August 9-22, 2009 Issue |
Posted 7/31/09 at 10:59 AM
John Heardhas written about sex, religion and politics from the perspective of
a same-sex attracted man faithful to the teaching authority of the Catholic
Church.
The Australian Catholic received
tens of thousands of e-mails, and his writing (available on his blog
Dreadnought at JohnHeard.blogspot.com) now reaches — on average — around
100,000 diverse, highly engaged readers and visitors every month. Heard is regularly
discussed in print, on radio, television and online, and his Dreadnoughters
Facebook Group was featured in a Register story in 2008.
Heard is writing a book about the
light and hope contained in the authentic Catholic teaching on homosexual acts.
He spoke with Register correspondent Barb Ernster.
Tell me about your background.

# # #

*TASK INSTRUCTIONS*.
[A] In the profile of John Heard, about how many readers and visitors does his writing reach each month?
[B] Pick up the profile of John Heard after its final sentence and continue it.
The lines that come after the profile of John Heard are separate material.

*SUPPLIED INFORMATION*.
# # #

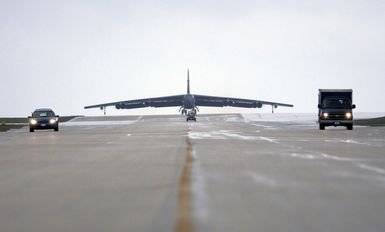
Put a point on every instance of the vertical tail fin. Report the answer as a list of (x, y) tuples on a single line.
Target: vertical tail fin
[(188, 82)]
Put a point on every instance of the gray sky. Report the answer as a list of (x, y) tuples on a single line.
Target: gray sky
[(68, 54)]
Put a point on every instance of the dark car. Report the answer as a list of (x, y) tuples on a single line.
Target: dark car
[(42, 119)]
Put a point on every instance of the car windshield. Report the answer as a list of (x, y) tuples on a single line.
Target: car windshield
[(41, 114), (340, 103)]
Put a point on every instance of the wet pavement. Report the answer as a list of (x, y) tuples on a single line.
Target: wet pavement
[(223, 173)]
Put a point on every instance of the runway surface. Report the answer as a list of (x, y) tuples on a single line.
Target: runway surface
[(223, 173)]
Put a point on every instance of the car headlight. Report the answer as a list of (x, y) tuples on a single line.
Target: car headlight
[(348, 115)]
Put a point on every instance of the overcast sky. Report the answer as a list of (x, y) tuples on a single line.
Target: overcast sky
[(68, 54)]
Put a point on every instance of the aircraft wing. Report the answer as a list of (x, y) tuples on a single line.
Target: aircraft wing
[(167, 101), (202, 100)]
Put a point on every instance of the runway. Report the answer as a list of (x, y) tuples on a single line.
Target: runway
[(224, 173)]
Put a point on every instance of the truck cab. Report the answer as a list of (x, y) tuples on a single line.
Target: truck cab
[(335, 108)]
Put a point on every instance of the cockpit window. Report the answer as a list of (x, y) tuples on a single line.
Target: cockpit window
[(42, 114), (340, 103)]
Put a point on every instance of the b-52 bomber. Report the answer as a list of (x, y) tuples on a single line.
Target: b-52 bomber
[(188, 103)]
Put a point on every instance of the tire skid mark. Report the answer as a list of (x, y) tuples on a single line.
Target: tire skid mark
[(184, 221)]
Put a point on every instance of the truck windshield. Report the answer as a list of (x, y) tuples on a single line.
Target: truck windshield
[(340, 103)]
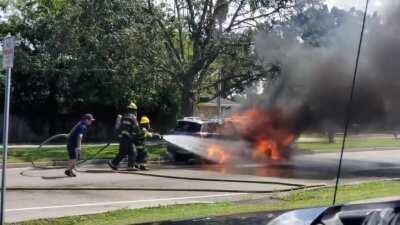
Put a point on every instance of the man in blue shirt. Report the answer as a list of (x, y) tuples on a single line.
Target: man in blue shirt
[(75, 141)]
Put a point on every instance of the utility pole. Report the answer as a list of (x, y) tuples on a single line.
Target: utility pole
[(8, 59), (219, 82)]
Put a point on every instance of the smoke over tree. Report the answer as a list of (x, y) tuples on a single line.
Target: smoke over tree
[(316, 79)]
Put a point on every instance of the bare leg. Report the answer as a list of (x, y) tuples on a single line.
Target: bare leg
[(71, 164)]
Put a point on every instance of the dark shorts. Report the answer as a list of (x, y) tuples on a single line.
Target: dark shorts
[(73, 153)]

# # #

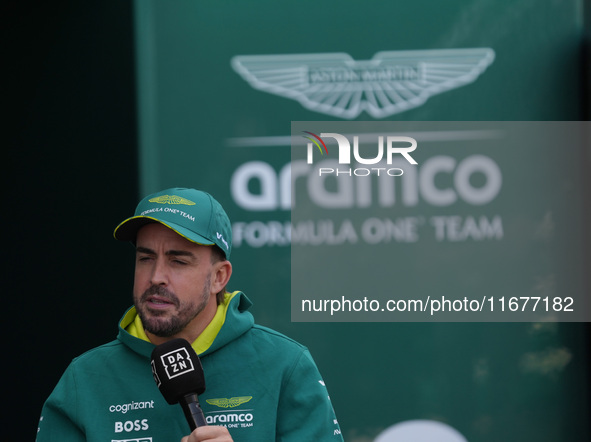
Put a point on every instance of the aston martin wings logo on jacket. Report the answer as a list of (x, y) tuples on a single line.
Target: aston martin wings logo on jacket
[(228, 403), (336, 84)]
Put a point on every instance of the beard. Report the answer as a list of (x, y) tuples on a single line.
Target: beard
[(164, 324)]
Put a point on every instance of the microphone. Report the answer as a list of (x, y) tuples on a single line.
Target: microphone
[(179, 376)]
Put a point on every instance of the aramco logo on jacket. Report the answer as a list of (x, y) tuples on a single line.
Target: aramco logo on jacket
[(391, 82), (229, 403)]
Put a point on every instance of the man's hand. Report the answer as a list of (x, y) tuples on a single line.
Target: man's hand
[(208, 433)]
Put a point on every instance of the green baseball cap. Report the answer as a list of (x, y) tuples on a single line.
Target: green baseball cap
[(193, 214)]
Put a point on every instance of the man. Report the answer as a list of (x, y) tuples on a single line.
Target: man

# # #

*EXPECTED RESULTS*.
[A] On average, around 100,000 readers and visitors every month.

[B]
My family is Catholic, and we are
Polish-Catholic on my mother’s side. For many years, the Polish Pope and my
Polish grandfather were interchangeable in my imagination. They looked similar,
they sounded the same, and they both provided a solid, faithful witness. From
my earliest memory, then, my experience of Catholicism was bound up with
questions of justice, and the great political and philosophical struggles of
the age were filtered through a religious lens.
That is how I learned to love the
Church: It was the one thing that made my serious family members grow silent. I
observed their reverence. Like most of my male relatives, I was an altar boy,
and the beauty of a carefully planned and properly served liturgy seduced me. I
served until I grew out of the cassocks.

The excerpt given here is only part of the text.